Problem requirements:
Each entry is to be repeated word for word, and the images are to be dropped.

(Natural language region descriptions)
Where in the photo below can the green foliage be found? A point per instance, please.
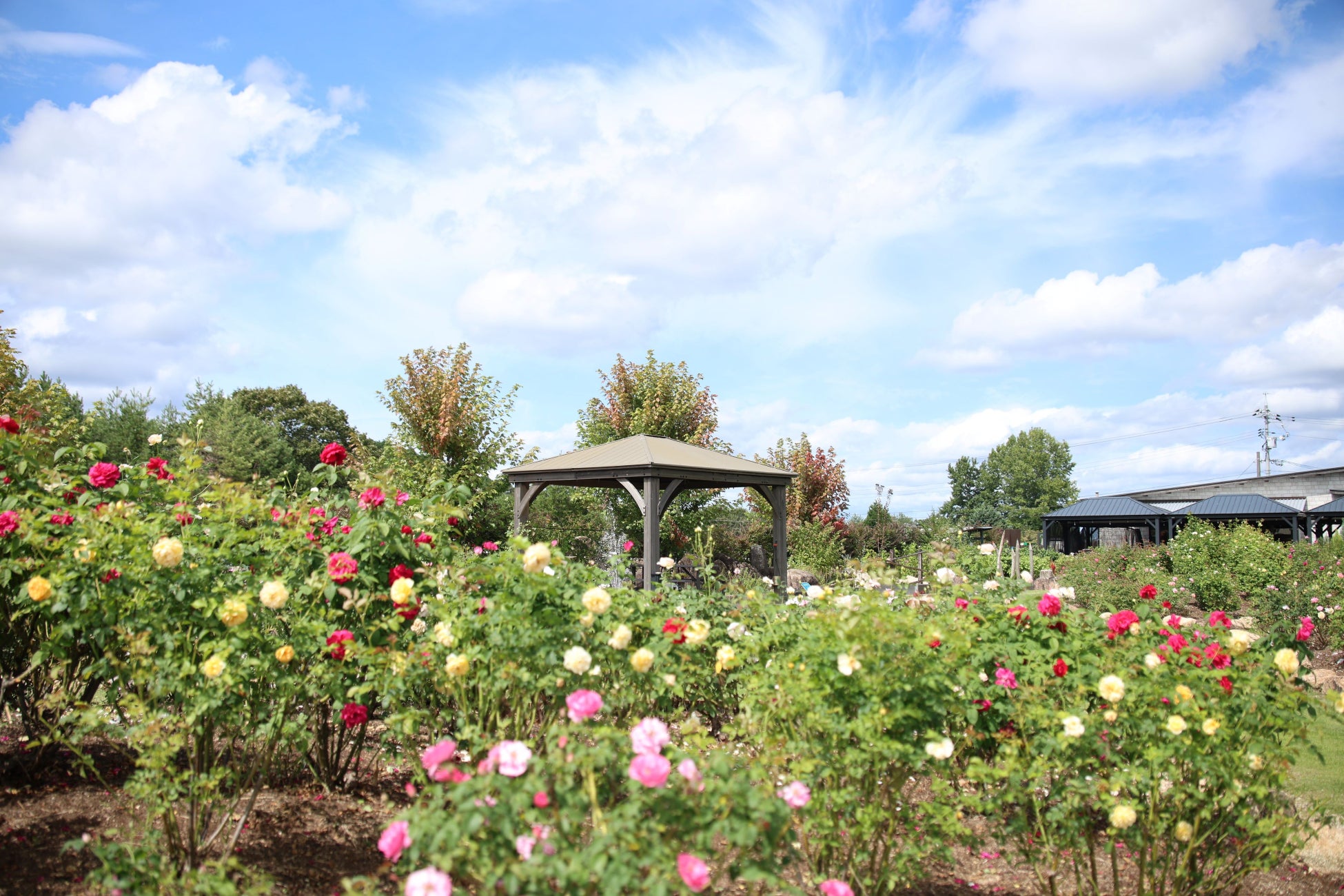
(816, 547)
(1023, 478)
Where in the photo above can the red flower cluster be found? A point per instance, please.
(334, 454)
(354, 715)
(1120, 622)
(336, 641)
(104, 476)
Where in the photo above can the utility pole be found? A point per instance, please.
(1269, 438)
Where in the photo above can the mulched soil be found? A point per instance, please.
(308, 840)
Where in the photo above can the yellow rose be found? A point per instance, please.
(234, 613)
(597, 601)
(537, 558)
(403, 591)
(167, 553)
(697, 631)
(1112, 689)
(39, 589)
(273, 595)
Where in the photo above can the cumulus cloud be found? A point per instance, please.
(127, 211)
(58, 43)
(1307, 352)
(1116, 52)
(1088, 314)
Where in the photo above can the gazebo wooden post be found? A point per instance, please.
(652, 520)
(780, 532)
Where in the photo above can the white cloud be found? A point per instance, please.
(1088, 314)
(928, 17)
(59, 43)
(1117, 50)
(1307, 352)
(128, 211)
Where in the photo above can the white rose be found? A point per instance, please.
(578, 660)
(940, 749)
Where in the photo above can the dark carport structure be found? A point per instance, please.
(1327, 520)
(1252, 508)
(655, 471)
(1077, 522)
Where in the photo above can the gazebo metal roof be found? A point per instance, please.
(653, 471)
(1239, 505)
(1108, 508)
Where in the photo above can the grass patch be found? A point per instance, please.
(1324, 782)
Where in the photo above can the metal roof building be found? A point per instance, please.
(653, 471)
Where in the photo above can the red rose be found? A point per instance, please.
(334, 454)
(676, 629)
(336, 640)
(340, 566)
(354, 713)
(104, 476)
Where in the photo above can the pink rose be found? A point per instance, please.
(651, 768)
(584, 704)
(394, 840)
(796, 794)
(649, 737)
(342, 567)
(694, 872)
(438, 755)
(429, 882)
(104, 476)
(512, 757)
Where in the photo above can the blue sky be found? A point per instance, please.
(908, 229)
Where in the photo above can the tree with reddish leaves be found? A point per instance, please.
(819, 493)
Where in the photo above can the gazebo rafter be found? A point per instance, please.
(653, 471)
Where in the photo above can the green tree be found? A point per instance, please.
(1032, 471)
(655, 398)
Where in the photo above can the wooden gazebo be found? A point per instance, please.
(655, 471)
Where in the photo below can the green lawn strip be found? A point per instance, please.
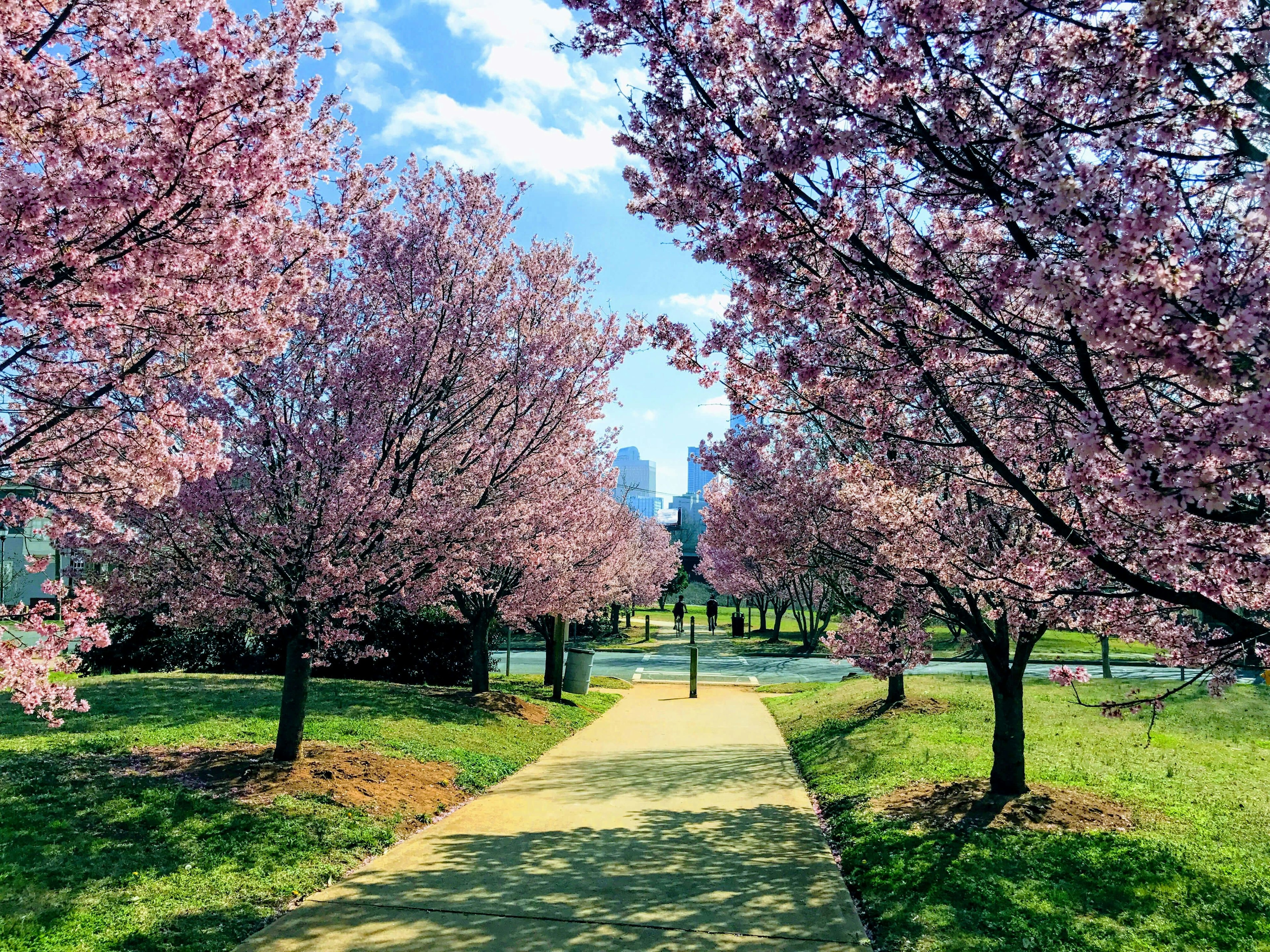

Output for this exercise:
Where in the photo below can the green foliage be found? A point per instance, please.
(816, 547)
(1023, 478)
Where in the photo above can the red flower cluster be found? A point per instance, please.
(334, 454)
(354, 715)
(1120, 622)
(336, 641)
(104, 476)
Where in the photo above can the utility pole be found? A point per instance, please.
(1269, 438)
Where in the photo above can the mulched soil be found? A point per instance, please.
(308, 840)
Where in the photo above can the yellow rose be found? A point per instance, please.
(234, 613)
(597, 601)
(537, 558)
(403, 591)
(167, 553)
(697, 631)
(1112, 689)
(39, 589)
(273, 595)
Where in the photo above can the cumulus cloud be found? A point per instance, please.
(127, 211)
(58, 43)
(1307, 352)
(1116, 52)
(1088, 314)
Where in the photo above can the gazebo wooden post be found? A point per instance, please.
(652, 520)
(780, 532)
Where in the photo above can the white cloud be found? A point per instance, please.
(1088, 314)
(928, 17)
(59, 43)
(1117, 50)
(1307, 352)
(128, 211)
Where in the photo above can the white rose be found? A point per instance, please.
(578, 660)
(940, 749)
Where in the photo above can the dark carport structure be found? A point per instance, please.
(1327, 520)
(1252, 508)
(655, 471)
(1077, 522)
Where in the photo above can the gazebo metal roof be found? A point per instance, please.
(653, 471)
(1239, 505)
(1108, 508)
Where in the photo above can the grass patch be found? A point per instance, please.
(1324, 782)
Where in the photo above can the metal roof building be found? A point per instance, please.
(653, 471)
Where in the photo above can the red rose be found? A point per instance, please.
(334, 454)
(676, 629)
(336, 640)
(340, 566)
(354, 713)
(104, 476)
Where in the photo above can the pink rose be found? A point per instance, please.
(651, 768)
(584, 704)
(394, 840)
(796, 794)
(649, 737)
(342, 567)
(694, 872)
(438, 755)
(429, 882)
(104, 476)
(512, 757)
Where in the photo above can the blue sky be found? A point per instance, please.
(908, 229)
Where in the photo above can the tree with reddish leaves be found? A point per instance, please.
(819, 493)
Where in the photo above can the gazebo rafter be found? A point per instance, please.
(653, 471)
Where in the photo above can the green tree be found? A point per instance, please.
(1032, 471)
(655, 398)
Where in the photo above can the wooden gazebo be found? A point per instance, please.
(655, 471)
Where in the photo below can the green lawn strip be found? A point per instance, please.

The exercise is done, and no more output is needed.